György "G. G." Golomán (born April 2, 1996) is a Hungarian professional basketball player for Lietkabelis Panevėžys of the Lithuanian Basketball League and the EuroCup. He played college basketball for the UCLA Bruins. Golomán went undrafted in the 2018 NBA draft. He started his career with Egis Körmend.

High school career
Golomán went to high school in Körmend, Hungary, for 3 years, and was part of the Hungarian men's national under-19 basketball team, when an American high school scout noticed him. He went overseas to Florida for his final high school season, playing for Sagemont School. He was recruited to UCLA after assistant Ed Schilling came to watch his teammate Prince Ali.

• Problems:
#1 According to the Golomán profile, which school did he play for during his final high school season?
#2 Rewrite the paragraph of the Golomán profile beginning "Golomán went to high school in Körmend" as a bulleted list, keeping its main facts.
#3 List every team or school that the Golomán profile states he has played for.

• Data block:

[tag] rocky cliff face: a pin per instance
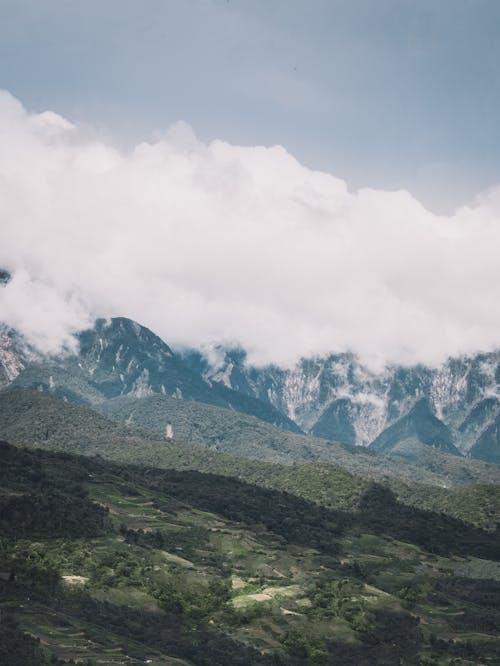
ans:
(338, 398)
(120, 357)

• Solutions to the problems:
#1 Sagemont School in Florida.

#2
- Attended high school in Körmend, Hungary, for 3 years.
- Was part of the Hungarian men's national under-19 basketball team when an American high school scout noticed him.
- Moved to Florida for his final high school season, playing for Sagemont School.
- Was recruited to UCLA after assistant Ed Schilling came to watch his teammate Prince Ali.

#3
- Lietkabelis Panevėžys
- UCLA Bruins
- Egis Körmend
- Hungarian men's national under-19 basketball team
- Sagemont School